__PROBLEM TO WORK ON__: Print the entries in full, word for word, but not the pictures.
Segment Start: RECORDS SHOWN
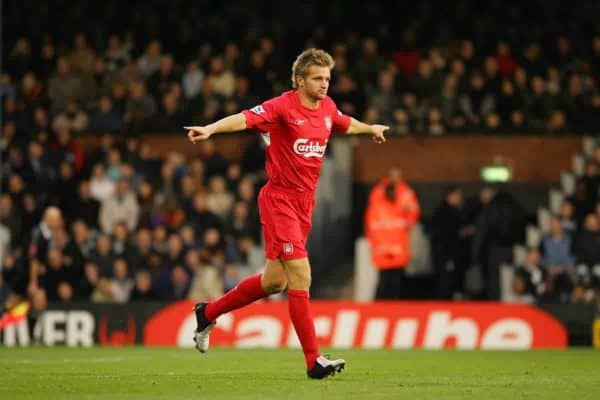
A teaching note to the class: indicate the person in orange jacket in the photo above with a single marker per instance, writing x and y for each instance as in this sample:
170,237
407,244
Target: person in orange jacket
392,210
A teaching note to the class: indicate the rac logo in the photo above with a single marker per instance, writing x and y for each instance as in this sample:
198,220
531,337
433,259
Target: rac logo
308,149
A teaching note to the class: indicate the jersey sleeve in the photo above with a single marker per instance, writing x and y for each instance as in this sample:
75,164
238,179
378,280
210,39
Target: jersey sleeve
263,116
341,122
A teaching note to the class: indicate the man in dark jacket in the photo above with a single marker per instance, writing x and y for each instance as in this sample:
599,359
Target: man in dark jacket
449,233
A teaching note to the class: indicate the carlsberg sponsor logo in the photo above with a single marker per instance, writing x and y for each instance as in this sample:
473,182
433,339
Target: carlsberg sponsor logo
308,149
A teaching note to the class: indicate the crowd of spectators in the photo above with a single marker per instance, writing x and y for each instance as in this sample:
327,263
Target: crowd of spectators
118,223
508,80
566,266
472,239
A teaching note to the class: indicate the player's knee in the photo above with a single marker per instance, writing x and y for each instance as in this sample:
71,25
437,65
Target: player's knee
275,286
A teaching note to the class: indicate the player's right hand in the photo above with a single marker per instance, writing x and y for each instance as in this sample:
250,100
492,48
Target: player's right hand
198,133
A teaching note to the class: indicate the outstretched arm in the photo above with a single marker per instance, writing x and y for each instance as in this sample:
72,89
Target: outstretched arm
375,130
232,123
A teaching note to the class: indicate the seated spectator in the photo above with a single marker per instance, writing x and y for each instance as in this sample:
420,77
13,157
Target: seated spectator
556,248
103,256
120,206
143,287
121,284
71,118
105,118
520,293
587,245
101,187
567,217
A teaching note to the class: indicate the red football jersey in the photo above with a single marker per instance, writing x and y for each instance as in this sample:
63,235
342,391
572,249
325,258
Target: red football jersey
296,138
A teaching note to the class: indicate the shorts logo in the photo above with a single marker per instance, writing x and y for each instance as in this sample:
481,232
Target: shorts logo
309,149
258,110
288,248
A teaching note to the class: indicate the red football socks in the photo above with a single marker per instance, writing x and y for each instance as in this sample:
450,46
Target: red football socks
246,292
304,325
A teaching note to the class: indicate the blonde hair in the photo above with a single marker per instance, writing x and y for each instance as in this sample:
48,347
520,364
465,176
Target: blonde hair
308,58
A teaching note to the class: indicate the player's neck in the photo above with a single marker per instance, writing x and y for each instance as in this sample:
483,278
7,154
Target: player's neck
308,101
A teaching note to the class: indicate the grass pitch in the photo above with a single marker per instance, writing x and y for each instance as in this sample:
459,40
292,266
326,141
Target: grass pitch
142,373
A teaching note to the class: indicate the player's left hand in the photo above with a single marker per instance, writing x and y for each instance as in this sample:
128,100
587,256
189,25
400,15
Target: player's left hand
378,131
198,133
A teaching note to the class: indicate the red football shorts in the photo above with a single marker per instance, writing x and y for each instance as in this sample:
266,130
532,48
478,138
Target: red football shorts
286,219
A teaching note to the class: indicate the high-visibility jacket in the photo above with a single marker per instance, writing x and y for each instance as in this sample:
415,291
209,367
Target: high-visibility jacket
388,224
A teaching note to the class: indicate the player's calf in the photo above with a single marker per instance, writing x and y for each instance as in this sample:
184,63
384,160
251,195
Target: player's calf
204,326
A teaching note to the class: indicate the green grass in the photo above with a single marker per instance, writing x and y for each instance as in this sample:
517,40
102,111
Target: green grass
141,373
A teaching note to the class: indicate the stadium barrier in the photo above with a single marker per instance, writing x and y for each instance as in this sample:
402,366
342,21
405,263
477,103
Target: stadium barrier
339,324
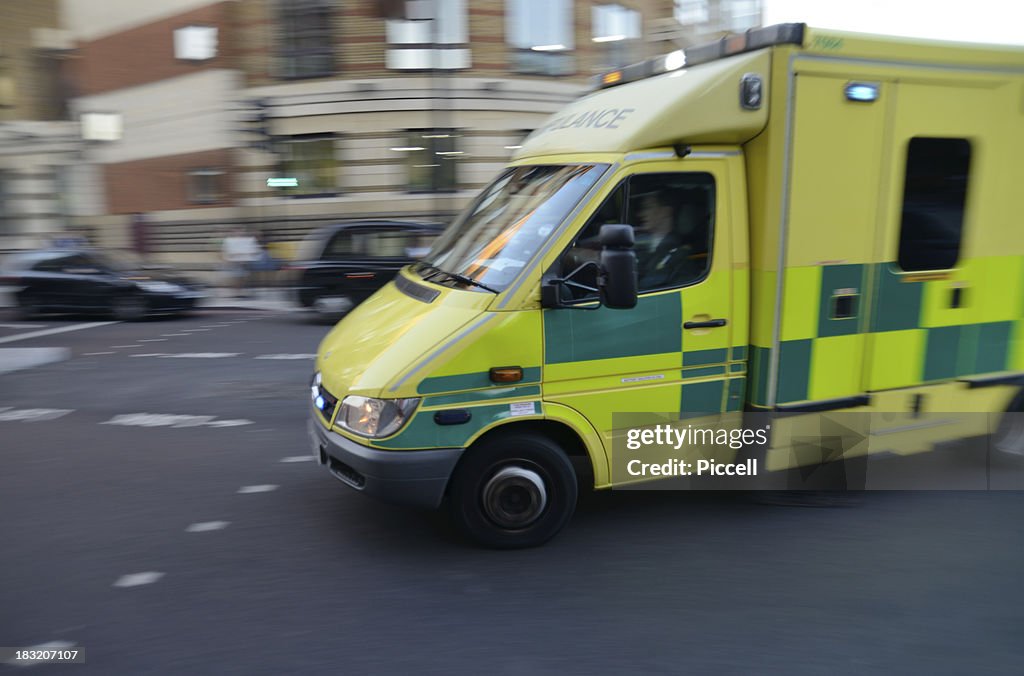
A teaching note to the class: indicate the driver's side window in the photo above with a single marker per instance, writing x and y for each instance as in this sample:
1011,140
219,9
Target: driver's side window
672,215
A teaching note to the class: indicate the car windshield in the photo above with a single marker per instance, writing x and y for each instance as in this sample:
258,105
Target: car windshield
505,226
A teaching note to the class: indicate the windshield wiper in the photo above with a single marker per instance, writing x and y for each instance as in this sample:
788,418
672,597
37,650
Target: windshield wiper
433,270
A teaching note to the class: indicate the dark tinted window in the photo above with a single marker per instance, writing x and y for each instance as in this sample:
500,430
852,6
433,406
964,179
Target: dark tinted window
672,215
934,195
51,264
Segment End: RECORDS SHOWN
__WRITTEN ANSWER__:
A teaching note to the class: indicate the person in orange jacket in the photo above with a single marker per instance, writing x and y for each instance as in this sample:
170,237
407,244
Target: person in orange jacket
392,210
A teaching note to the class: indicate the rac logo in the photo above with a single marker per instance, writing x and y for each instance as in this sample:
198,220
531,337
433,259
Target: rac logo
308,149
A teaching note to the class: indicate the jersey sleeve in the photo above with a single marker per instance, writing x and y for each instance as in this sample:
75,164
238,179
378,280
210,39
Target: jersey sleeve
263,116
341,122
A teaching note to the class: indicate the man in dark jacket in the photo above with a single marker per instance, writing x and y for each instance as in this sample:
599,359
Target: man in dark jacket
449,233
A teaching note to the class: indicate the carlsberg sponsor logo in the photo above with a single marker per instance, writing x and y for each instance as in this sample:
473,182
433,339
Target: carlsberg sponsor logo
308,149
A teaching note to the class: indicate the crowd of spectators in the photo above with a single marker per instance, writing x and y for each instance as in this sample:
327,263
Target: crowd of spectators
118,223
508,80
566,266
472,239
A teaching note to the class: indicate the player's knee in the photo above with a single marker per instance, writing x and y for each instance as in this sample:
71,25
437,65
Target: player's knee
275,286
A teaching note to the class: indicate the player's right hand in the photo above with a single marker per instance, writing x and y for each instance as in this sample:
250,100
492,48
Target: player's right hand
198,133
A teaching note to the class: indicate the outstretched arm in the photo above with a single marker per instance, writing x and y for each instance as in this sample:
72,89
Target: outstretched arm
375,130
232,123
A teaching note to the class: indicate the seated spectator in the photo above with a single marker per instance, writing x and y for each instance as in this sample:
420,77
13,157
Target: seated spectator
556,248
103,256
120,206
143,287
121,284
71,118
105,118
520,293
587,245
101,187
567,217
A teaching note to the class: indicate the red football jersey in the photo above with a single marker per instance, writing x and y for each instance as in this sample:
63,235
342,391
572,249
325,258
Target: red football jersey
296,138
A teaching note to the class: indicate the shorts logo in the photo above with a single marker per instance, writing x and y for each instance as in this sample:
481,232
Target: shorts logo
309,149
258,110
288,248
A teaching note to the class: indicate the red football socks in the photo above with a single marker per instance, writing x and y for each instance as in this sample:
450,46
Target: red football socks
246,292
304,325
A teaching note to the class: indicate the blonde hair in the photo above with a single marker per instance, writing x and y for each instance as in this sample:
48,347
520,364
465,176
Target: blonde hair
308,58
A teaching note to the class: indicate the player's neck in the photo above with a single marker per instance, writing x and y for each instance as in this sample:
483,278
7,154
Target: player's neck
308,101
A teaching note to the class: indicate the grass pitch in the photo above with a single marker per instance, writing x and y for each instance as in this sample:
459,40
292,266
326,141
Target: grass pitch
142,373
A teaching note to the class: indicate the player's left hand in the photo above with a single marker per instance, writing x and y for each instance as in this sample:
128,100
587,256
189,25
400,15
Target: player's left hand
378,131
198,133
A teaching note to the class: indicate the red football shorts in the photo above with a single marker per instance, writing x and y for each instance as in this sample:
266,130
532,48
478,138
Target: red football shorts
286,219
A teaching note to the class: indicate the high-visibility jacket in the photo above with a single marker per instance, writing x and y for each instance as in this sample:
415,291
209,367
Target: high-visibility jacket
388,224
A teaching note to the class: indicate the player's calf in the photo above with a single marker per instance, writing x and y for each instance as in this sample:
184,63
384,160
251,195
Target: player's calf
204,326
A teaching note to the class: indicate the green grass in the photo above with a single marker per instance, writing x and y for each instance as in this sample:
517,40
102,111
Target: green grass
141,373
A teaching note to the class: indicate the stadium barrier in the photo above with a single marker per instance, writing x and y for each instance as in this sample:
402,366
342,21
405,263
477,103
Target: stadium barrier
339,324
A teaching note to the class: indicate the driver's side window in the photo above with a single marker per instance, writing x and y for each instance as in this sample:
1011,140
219,9
Target: driver's side window
672,215
A teaching note to the class: indicate the car windshield in the photo above with a single marker per instance, writing x and y for each instance as in this sample:
258,105
Target: car windshield
505,226
A teaching note to the class: indicate the windshield wiper in the photo above with a single marker per instance, writing x and y for each instance as in this sample:
788,418
672,597
37,650
Target: windshield wiper
433,270
A teaching note to the class: indicate the dark tinted window in the photo above with a single marker per instance, writing x and y for each instance as in this sample:
500,430
852,6
433,406
964,179
Target: dark tinted window
672,215
934,195
51,264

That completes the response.